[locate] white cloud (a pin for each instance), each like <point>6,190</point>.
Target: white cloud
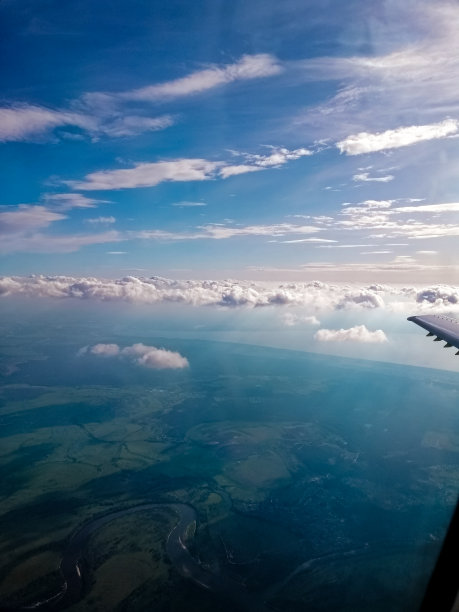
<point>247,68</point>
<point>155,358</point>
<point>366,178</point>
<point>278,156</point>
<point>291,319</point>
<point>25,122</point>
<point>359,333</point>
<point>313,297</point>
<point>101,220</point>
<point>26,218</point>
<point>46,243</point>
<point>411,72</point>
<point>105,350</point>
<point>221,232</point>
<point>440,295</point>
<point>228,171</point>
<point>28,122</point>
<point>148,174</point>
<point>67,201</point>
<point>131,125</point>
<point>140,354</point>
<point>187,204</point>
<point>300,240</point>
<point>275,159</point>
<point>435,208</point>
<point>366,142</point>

══════════════════════════════

→ Assignment
Retype the data above exactly; pictures are not part of the copy.

→ Answer for this exercise
[locate] white cloud (a pin for each instance), each like <point>6,190</point>.
Target: white cloud
<point>247,68</point>
<point>155,358</point>
<point>366,178</point>
<point>278,156</point>
<point>291,319</point>
<point>25,122</point>
<point>359,333</point>
<point>313,297</point>
<point>101,220</point>
<point>26,218</point>
<point>46,243</point>
<point>411,72</point>
<point>105,350</point>
<point>221,232</point>
<point>440,295</point>
<point>228,171</point>
<point>28,122</point>
<point>148,174</point>
<point>67,201</point>
<point>131,125</point>
<point>140,354</point>
<point>187,204</point>
<point>300,240</point>
<point>275,159</point>
<point>435,208</point>
<point>366,142</point>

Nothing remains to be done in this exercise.